Data listing:
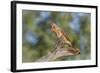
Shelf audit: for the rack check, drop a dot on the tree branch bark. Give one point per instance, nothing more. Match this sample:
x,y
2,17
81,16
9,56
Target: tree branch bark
x,y
59,52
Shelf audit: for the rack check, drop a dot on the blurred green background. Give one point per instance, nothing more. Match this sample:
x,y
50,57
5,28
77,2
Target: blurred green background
x,y
38,40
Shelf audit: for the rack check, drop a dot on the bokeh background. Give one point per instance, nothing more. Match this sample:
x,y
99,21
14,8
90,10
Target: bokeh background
x,y
38,40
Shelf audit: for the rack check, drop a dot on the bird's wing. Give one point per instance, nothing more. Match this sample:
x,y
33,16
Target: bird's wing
x,y
66,35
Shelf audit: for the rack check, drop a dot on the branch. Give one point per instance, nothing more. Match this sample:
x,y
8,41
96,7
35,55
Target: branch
x,y
59,52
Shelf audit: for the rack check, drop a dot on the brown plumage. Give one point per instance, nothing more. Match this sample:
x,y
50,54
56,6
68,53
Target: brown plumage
x,y
61,34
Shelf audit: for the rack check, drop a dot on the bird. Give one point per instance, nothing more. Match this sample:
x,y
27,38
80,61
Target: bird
x,y
61,35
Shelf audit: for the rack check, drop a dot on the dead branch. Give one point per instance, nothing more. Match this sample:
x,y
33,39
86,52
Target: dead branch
x,y
59,52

- **Direction**
Go through the listing above and write it out again exactly, dropping the pictures.

- **Answer to the task**
Shelf audit: for the rack check, drop a dot on the tree branch bark. Give one point per instance, nothing more. Match this sample:
x,y
2,17
81,16
9,56
Target: tree branch bark
x,y
59,52
Shelf audit: for the rack check, drop a dot on the blurred green background. Give one point per instance, nothing more. Match this sample:
x,y
50,57
5,28
77,2
Target: blurred green background
x,y
38,40
Shelf audit: for the rack check, drop a dot on the bokeh background. Give one point per instance, nothing more. Match this sample:
x,y
99,21
14,8
90,10
Target: bokeh background
x,y
38,40
Shelf audit: for the rack check, drop a dot on the bird's wing. Give one point per instance, nothing more. Match this sample:
x,y
33,16
Target: bird's wing
x,y
66,35
Shelf audit: for the rack check, drop a dot on the branch. Give one point per instance, nothing more. Match this sample:
x,y
8,41
96,7
35,55
Target: branch
x,y
59,52
Shelf audit: for the rack check, drop a dot on the brown plumage. Give one point per instance, nothing more. Match this sample:
x,y
50,54
56,6
68,53
Target: brown plumage
x,y
61,34
Shelf audit: for the rack check, drop a dot on the bird. Give one point per instance, nothing more. Match this sample:
x,y
27,38
80,61
Target: bird
x,y
61,35
Shelf audit: for the rack check, drop a dot on the dead branch. Give one point per instance, nothing more. Match this sample:
x,y
33,39
86,52
Target: dead branch
x,y
59,52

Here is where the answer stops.